▶ DATA RECORDS
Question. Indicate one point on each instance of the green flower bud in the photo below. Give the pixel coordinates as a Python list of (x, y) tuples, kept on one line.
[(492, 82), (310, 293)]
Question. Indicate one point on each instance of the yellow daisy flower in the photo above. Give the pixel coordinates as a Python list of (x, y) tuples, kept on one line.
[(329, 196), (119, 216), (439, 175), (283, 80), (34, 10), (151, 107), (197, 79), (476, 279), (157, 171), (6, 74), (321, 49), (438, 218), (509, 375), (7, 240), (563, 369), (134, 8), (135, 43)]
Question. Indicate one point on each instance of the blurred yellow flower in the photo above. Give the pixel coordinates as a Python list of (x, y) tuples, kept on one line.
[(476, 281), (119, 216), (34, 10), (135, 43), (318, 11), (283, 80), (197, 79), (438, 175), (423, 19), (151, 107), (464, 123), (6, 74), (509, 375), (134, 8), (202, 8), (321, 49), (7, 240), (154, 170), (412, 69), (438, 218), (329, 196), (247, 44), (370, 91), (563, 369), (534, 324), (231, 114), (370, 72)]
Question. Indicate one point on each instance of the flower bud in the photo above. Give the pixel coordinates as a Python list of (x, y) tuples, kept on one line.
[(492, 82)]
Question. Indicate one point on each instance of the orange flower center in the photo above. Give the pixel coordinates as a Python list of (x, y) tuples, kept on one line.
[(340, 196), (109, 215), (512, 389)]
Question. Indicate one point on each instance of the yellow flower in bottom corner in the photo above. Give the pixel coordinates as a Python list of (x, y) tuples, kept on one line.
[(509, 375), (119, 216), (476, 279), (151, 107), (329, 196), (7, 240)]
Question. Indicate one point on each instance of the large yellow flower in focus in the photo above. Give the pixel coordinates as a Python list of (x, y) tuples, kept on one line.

▶ ASSIGNED TASK
Retype every entry exactly.

▶ YOUR SOLUTION
Question. Indicate one point on each instance of the green flower bud in the photo below. Give the pixel coordinates as a Python list of (x, y) tuples, kept on one line.
[(492, 82), (310, 293)]
Question. Indicate one point on each instance of the yellow daisy flower in the photo above. Give the pixel coordinates as a Python list of (x, y) tuples, kept on one line.
[(329, 196), (119, 216), (439, 175), (283, 80), (34, 10), (151, 107), (197, 79), (476, 279), (157, 171), (6, 74), (321, 49), (438, 218), (509, 375), (7, 240), (563, 369), (134, 8), (135, 43)]
Question. Indicate one point on each instance of the blurred yellow flower in the photo above. Give the pixel coordinates as a Python list of (x, y) tuples, kept on one line.
[(476, 281), (119, 216), (34, 10), (135, 43), (318, 11), (283, 80), (197, 79), (438, 175), (423, 19), (151, 107), (464, 123), (6, 74), (509, 375), (134, 8), (202, 8), (321, 49), (7, 240), (154, 170), (412, 69), (438, 218), (329, 196), (247, 44), (370, 91), (563, 369), (534, 324), (231, 114), (370, 72)]
Question. Indicate one point on each instance of the flower bud in the photo above. Give the pixel coordinates as a Python list of (x, y) tuples, kept on one line.
[(492, 82)]
Question. Indicate one point on each instance of the orange flower center in the photo above. Give the pixel coordinates as a Python list of (x, y) tuples, kept on one line.
[(340, 196), (109, 215), (512, 389)]
Question. Indicate one point on each instance of the yellow flower in bottom corner in the photo above. Give the pixel coordinates as a Python list of (x, y) tuples, kept on one line.
[(509, 375), (119, 216), (476, 279), (151, 107), (329, 196), (7, 240)]
Question. Indicate one point on each instance of the large yellow flower in focus in the photo above. Give the pixel coordinates as a Python list of (x, y) tuples, kept on one line.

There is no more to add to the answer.